**Problem details:**
List every theater production title that the article below about Attic Chamber Theatre names.

**Passage for review:**
Spotlight to Shine Again at Attic Theatre

by Tim Froberg

Community theater is among the best bargains available. It offers an entertainment outlet for local citizens at a reasonable price and provides artistic opportunities on the stage for everyday people and aspiring thespians.

Attic Chamber Theatre will once again raise its curtain and offer the community theater experience following an 18-month hiatus.

Attic has announced plans to host a pair of shows this summer at the University of Wisconsin-Fox Valley’s Communication Arts Center in Menasha. Both are expected to have a run of four to six performances.

The first will be “Jeeves at Sea,” a rollicking comedy featuring a highly competent valet and based on characters developed by novelist P.G. Wodehouse. The play opens July 8 at 7:30 p.m.

The second will be “Music in the Attic,” opening Aug. 12. The show will be a cabaret of songs from various Attic musicals performed over the years.

“We feel it’s time for us to come back,” said Attic Chamber Theatre President and Artistic Director Berray Billington. “A lot of things are still up in the air, but we’re getting the ball rolling again and that’s exciting.”

The summer shows will be held in the James Perry Hall, the larger of the two theaters at the Communication Arts Center, to allow for social distancing. Attic will follow all pandemic-related safety requirements advised by UW-Fox Valley. Masks must be worn at all times, and audience members will be seated at least six feet apart. There will be no intermission, refreshments, or congregating before and after performances. Tickets will be $20 per person and must be purchased online. The shows will be limited to a much smaller audience than in the past.

Casting may also be much different from previous years.

“We have to reinvent what we do during these times,” Billington said. “We may have to do casting by video submission or audition by appointment only, rather than open audition.”

Attic is revisiting the “Jeeves” series after a well-received sellout performance of “Jeeves Intervenes” in 2019 which featured Tom Stadler as the lead. Warren Gerds, entertainment critic for the Green Bay Press Gazette and Gannett Wisconsin Media, called the performance “a find of a production, a delight.”

Getting back to the stage will be a treat for Billington and cast members. The last time Attic held a performance was January of 2020 with a production of “The Cure for Love.”

“It’s been a weird year,” said Billington. “All of us at Attic just want to perform again. There hasn’t been an outlet for people’s creative juices because of the pandemic. But we’re not going to do a performance just to do it. We’ve worked hard over the years to get a good reputation, and we need to protect that.”

Attic will be celebrating its 70th year entertaining local audiences. It was founded in 1950 in the attic of the Cloak family home on North Union Street in Appleton. It began as an acting class and grew into the longest-running community theater group in the Fox Valley. In the early years, performances were held at Jefferson Elementary School and local church basements before moving to Lawrence University and eventually UW-Fox Valley.

“People like our great storytelling and production values,” Billington said. “And it’s just fun sitting in the audience watching people you know perform on stage.”

Billington added that Attic is considering live streaming both shows.

**Given information:**

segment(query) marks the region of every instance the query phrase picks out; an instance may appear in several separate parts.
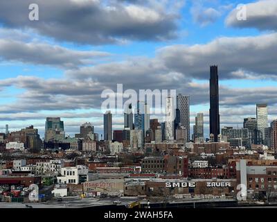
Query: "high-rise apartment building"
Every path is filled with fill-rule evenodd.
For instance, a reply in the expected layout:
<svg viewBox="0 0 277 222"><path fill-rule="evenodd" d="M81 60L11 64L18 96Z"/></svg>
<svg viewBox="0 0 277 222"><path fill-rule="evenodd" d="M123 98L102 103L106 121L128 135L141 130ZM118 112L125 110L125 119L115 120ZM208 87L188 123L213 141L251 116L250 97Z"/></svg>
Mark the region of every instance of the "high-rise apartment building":
<svg viewBox="0 0 277 222"><path fill-rule="evenodd" d="M177 109L179 110L180 126L184 126L186 130L186 138L189 142L190 131L190 96L179 94L177 96Z"/></svg>
<svg viewBox="0 0 277 222"><path fill-rule="evenodd" d="M204 114L197 113L195 117L195 125L193 126L193 138L195 141L196 138L204 137Z"/></svg>
<svg viewBox="0 0 277 222"><path fill-rule="evenodd" d="M60 117L47 117L45 123L45 142L59 141L64 138L64 121L60 120Z"/></svg>
<svg viewBox="0 0 277 222"><path fill-rule="evenodd" d="M173 140L174 139L174 121L175 117L175 109L173 104L173 99L172 96L168 96L166 98L166 139Z"/></svg>
<svg viewBox="0 0 277 222"><path fill-rule="evenodd" d="M277 119L274 120L271 123L271 148L274 150L274 152L277 152Z"/></svg>
<svg viewBox="0 0 277 222"><path fill-rule="evenodd" d="M144 104L144 136L150 128L150 108L146 103Z"/></svg>
<svg viewBox="0 0 277 222"><path fill-rule="evenodd" d="M112 139L112 117L111 111L107 111L104 114L104 140L111 141Z"/></svg>
<svg viewBox="0 0 277 222"><path fill-rule="evenodd" d="M249 145L259 144L259 132L257 130L257 120L256 118L247 117L243 120L243 128L248 129Z"/></svg>
<svg viewBox="0 0 277 222"><path fill-rule="evenodd" d="M220 133L217 66L210 67L210 134L217 142Z"/></svg>
<svg viewBox="0 0 277 222"><path fill-rule="evenodd" d="M75 134L75 137L87 139L89 138L93 138L93 134L94 126L91 123L85 123L81 125L80 127L80 133Z"/></svg>
<svg viewBox="0 0 277 222"><path fill-rule="evenodd" d="M134 114L134 129L144 132L144 102L138 101Z"/></svg>
<svg viewBox="0 0 277 222"><path fill-rule="evenodd" d="M262 133L262 139L265 139L265 128L268 127L267 105L256 105L257 128Z"/></svg>
<svg viewBox="0 0 277 222"><path fill-rule="evenodd" d="M126 108L124 112L124 128L129 128L131 130L133 129L133 110L132 108L132 103L129 104L128 107Z"/></svg>

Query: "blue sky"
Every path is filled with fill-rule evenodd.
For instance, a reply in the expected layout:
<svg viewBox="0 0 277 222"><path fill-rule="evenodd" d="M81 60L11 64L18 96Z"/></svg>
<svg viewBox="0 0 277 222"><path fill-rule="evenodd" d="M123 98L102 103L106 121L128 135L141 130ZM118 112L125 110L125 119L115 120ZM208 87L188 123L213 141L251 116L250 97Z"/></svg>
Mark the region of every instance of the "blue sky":
<svg viewBox="0 0 277 222"><path fill-rule="evenodd" d="M33 124L43 137L46 117L59 116L66 134L86 121L102 133L100 94L123 83L190 95L191 128L203 112L207 136L210 62L219 65L222 126L241 127L258 103L276 118L274 1L34 0L39 20L32 22L21 9L28 5L17 1L0 3L1 131L6 123L10 130ZM247 21L233 18L239 3ZM263 17L261 8L269 10ZM115 115L114 128L122 124Z"/></svg>

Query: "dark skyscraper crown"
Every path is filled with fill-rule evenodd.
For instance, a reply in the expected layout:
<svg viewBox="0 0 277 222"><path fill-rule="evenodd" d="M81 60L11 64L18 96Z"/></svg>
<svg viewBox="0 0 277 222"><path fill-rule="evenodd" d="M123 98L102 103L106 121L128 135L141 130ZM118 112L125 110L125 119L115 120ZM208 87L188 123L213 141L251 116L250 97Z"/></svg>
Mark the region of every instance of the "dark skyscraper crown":
<svg viewBox="0 0 277 222"><path fill-rule="evenodd" d="M210 134L213 134L214 142L217 142L220 132L217 66L213 65L210 67Z"/></svg>

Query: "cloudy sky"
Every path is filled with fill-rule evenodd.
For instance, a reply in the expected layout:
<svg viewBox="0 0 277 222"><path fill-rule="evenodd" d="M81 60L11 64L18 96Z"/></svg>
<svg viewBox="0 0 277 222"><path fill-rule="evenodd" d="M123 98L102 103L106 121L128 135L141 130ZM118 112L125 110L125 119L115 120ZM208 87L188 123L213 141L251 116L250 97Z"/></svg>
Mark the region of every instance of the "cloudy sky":
<svg viewBox="0 0 277 222"><path fill-rule="evenodd" d="M29 5L39 20L29 19ZM237 19L246 6L247 19ZM256 104L277 117L276 0L0 0L0 131L61 117L66 134L102 132L104 89L175 89L204 113L217 65L221 126L242 127ZM123 117L114 116L114 129Z"/></svg>

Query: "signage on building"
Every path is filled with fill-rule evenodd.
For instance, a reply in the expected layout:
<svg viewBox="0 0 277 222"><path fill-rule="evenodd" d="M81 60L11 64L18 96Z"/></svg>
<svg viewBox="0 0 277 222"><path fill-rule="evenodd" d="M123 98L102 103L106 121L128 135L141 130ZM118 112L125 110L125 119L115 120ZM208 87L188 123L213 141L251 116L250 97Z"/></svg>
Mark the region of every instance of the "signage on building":
<svg viewBox="0 0 277 222"><path fill-rule="evenodd" d="M207 187L230 187L230 182L207 182L206 183Z"/></svg>
<svg viewBox="0 0 277 222"><path fill-rule="evenodd" d="M175 188L175 187L195 187L196 183L195 182L166 182L166 187Z"/></svg>
<svg viewBox="0 0 277 222"><path fill-rule="evenodd" d="M207 182L206 187L230 187L231 184L230 182ZM196 187L195 182L166 182L167 188L178 188L178 187Z"/></svg>

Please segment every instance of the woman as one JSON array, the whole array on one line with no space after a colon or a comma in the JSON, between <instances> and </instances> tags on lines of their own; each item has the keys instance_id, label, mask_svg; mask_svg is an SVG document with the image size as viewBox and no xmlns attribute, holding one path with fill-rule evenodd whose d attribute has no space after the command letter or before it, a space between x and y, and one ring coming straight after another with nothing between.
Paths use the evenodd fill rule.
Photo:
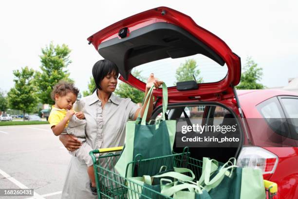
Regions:
<instances>
[{"instance_id":1,"label":"woman","mask_svg":"<svg viewBox=\"0 0 298 199\"><path fill-rule=\"evenodd\" d=\"M119 98L113 95L119 75L114 63L107 60L97 61L93 66L92 75L97 87L96 92L81 99L74 107L74 110L81 111L85 115L86 142L93 149L123 146L126 122L129 119L135 120L140 113L142 117L145 108L141 109L130 99ZM152 85L158 88L162 83L151 73L146 84L145 96ZM144 105L147 103L145 101ZM152 114L153 96L149 103L147 119ZM59 139L69 151L79 148L81 144L76 138L69 135L61 135ZM97 196L91 192L86 169L84 162L72 157L62 199L97 198Z\"/></svg>"}]
</instances>

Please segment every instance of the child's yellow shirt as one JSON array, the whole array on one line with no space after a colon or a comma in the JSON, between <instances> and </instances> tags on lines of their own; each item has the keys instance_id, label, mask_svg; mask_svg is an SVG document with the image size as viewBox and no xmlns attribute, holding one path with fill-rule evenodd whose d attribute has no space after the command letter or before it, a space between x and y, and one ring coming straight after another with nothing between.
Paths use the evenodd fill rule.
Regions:
<instances>
[{"instance_id":1,"label":"child's yellow shirt","mask_svg":"<svg viewBox=\"0 0 298 199\"><path fill-rule=\"evenodd\" d=\"M50 124L51 124L51 127L53 126L56 126L62 121L66 115L66 112L67 112L67 110L60 109L55 107L54 105L53 105L48 119L49 122ZM68 122L69 122L69 120L66 123L65 127L67 127Z\"/></svg>"}]
</instances>

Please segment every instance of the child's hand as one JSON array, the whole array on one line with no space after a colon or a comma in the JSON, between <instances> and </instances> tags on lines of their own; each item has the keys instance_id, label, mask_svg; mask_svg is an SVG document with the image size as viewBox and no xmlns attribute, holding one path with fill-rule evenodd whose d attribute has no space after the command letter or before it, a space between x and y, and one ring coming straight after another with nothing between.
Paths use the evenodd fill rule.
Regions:
<instances>
[{"instance_id":1,"label":"child's hand","mask_svg":"<svg viewBox=\"0 0 298 199\"><path fill-rule=\"evenodd\" d=\"M67 111L67 113L66 113L66 115L65 117L67 118L67 119L69 119L70 118L74 115L74 111L73 110L71 110L69 111Z\"/></svg>"},{"instance_id":2,"label":"child's hand","mask_svg":"<svg viewBox=\"0 0 298 199\"><path fill-rule=\"evenodd\" d=\"M85 115L81 111L75 113L74 115L80 119L84 119L85 118Z\"/></svg>"}]
</instances>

**Answer box:**
"Jeeves at Sea"
"Music in the Attic"
"Jeeves Intervenes"
"The Cure for Love"